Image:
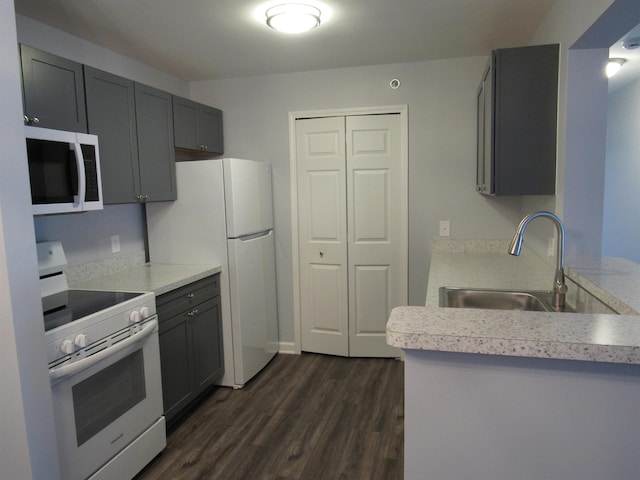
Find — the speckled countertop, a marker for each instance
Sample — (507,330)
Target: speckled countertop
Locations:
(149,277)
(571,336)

--------------------------------------------------

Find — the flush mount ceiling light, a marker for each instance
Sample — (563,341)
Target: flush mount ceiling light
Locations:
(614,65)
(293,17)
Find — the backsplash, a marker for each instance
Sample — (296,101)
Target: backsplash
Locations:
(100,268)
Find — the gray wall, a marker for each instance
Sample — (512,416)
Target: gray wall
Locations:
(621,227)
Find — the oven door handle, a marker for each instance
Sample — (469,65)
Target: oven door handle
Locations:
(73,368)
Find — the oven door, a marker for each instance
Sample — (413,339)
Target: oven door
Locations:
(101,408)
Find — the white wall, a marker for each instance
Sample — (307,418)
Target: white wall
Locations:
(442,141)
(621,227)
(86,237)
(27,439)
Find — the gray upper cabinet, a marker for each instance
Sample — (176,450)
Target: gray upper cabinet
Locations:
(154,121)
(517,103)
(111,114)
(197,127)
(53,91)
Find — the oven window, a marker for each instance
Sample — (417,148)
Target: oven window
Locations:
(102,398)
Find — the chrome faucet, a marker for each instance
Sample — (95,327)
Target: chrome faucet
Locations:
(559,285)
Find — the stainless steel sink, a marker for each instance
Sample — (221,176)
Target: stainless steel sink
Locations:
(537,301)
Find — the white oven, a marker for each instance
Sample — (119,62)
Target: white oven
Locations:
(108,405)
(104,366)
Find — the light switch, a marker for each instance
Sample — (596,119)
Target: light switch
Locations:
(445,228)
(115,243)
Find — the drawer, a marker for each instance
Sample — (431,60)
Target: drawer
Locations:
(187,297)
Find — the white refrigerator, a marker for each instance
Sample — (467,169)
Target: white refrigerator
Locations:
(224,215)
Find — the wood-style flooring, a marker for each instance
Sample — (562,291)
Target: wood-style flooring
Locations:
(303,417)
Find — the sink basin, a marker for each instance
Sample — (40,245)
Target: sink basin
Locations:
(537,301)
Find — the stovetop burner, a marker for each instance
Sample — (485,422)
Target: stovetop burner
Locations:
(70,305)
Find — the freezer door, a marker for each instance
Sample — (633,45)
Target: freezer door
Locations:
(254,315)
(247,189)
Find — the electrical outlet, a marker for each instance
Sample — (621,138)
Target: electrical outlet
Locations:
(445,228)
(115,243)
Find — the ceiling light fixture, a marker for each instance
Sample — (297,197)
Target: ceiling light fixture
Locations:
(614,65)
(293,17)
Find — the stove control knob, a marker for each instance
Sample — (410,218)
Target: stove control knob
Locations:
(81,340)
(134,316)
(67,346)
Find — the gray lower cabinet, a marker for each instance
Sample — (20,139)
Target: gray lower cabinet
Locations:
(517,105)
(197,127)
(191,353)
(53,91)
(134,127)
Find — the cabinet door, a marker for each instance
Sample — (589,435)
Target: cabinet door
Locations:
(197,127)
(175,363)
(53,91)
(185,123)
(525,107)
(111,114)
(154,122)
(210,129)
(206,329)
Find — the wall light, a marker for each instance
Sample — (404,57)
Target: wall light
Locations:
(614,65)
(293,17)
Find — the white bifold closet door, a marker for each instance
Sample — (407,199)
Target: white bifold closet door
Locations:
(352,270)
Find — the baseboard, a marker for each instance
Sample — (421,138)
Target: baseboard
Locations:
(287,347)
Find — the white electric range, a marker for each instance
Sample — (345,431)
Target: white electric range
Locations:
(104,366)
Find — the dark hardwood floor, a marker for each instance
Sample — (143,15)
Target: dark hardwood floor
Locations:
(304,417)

--------------------------------------------------

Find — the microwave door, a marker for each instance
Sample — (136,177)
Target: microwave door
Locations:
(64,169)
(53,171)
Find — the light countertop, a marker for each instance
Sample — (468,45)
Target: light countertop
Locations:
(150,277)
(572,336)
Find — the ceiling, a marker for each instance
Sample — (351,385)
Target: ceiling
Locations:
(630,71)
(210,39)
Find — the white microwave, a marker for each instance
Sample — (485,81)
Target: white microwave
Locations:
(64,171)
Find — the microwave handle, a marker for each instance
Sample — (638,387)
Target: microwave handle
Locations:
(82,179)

--------------------------------------------------

**Problem description**
Select every line of the entries above that contains the word "handle".

**Completed exercise**
Find — the oven door handle, a marker for each instance
Target: oven door handle
Find — the microwave handle, a marker for each instance
Target: microwave handle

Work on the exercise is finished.